Collection entries
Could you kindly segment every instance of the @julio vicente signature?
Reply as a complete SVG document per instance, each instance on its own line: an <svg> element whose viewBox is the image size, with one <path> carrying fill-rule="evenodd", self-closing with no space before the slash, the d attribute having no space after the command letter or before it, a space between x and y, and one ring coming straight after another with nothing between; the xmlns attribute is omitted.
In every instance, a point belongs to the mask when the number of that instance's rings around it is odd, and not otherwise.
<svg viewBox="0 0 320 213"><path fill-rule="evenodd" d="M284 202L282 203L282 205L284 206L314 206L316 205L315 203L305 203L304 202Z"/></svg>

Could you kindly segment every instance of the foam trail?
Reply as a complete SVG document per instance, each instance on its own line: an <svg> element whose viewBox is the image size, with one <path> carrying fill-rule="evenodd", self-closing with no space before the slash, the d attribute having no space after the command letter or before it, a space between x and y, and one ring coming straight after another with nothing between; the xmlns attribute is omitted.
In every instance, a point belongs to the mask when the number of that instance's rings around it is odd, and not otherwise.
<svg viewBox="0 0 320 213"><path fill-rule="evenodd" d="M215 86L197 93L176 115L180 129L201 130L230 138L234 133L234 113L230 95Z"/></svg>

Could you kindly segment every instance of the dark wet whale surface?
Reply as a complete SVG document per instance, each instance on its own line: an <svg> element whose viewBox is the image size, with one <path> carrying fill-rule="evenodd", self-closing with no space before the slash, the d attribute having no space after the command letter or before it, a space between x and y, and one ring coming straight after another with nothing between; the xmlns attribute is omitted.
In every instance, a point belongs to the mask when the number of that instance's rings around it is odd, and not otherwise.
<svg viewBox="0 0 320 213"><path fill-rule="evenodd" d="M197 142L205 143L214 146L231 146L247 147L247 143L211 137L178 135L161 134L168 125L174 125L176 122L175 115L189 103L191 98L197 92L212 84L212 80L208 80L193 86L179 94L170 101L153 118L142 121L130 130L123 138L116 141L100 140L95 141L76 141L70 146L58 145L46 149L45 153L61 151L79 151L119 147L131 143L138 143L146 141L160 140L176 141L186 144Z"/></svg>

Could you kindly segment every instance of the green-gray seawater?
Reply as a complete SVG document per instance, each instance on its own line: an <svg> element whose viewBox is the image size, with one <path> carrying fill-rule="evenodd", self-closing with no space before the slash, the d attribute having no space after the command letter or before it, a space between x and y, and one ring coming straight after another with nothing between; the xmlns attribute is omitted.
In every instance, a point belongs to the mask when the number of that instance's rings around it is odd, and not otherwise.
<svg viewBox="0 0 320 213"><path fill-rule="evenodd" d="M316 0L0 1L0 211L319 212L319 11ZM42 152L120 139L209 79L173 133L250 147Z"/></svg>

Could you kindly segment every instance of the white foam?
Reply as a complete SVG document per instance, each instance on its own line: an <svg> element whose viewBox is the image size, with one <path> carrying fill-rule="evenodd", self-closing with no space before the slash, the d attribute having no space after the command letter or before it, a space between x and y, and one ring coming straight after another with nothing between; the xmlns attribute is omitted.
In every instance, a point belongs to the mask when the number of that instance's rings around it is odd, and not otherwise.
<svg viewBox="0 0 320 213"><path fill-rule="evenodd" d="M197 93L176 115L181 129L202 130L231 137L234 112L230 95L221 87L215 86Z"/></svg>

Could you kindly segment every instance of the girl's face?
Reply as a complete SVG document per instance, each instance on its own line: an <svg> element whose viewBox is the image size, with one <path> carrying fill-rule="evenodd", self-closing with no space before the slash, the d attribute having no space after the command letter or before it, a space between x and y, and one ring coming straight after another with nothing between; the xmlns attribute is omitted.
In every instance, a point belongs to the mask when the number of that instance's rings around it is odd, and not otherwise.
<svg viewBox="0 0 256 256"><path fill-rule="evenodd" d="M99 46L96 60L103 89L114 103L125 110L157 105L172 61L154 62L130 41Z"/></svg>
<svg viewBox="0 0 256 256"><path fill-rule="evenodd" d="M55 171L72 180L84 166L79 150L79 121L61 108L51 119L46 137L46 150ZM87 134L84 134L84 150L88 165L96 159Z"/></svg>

◆ **CHALLENGE**
List every line of the entries above that contains the string "foam", and copy each of those lines in full.

◆ **OUTPUT BELOW**
Could you kindly segment every instance of the foam trail?
Could you kindly segment every instance of the white foam?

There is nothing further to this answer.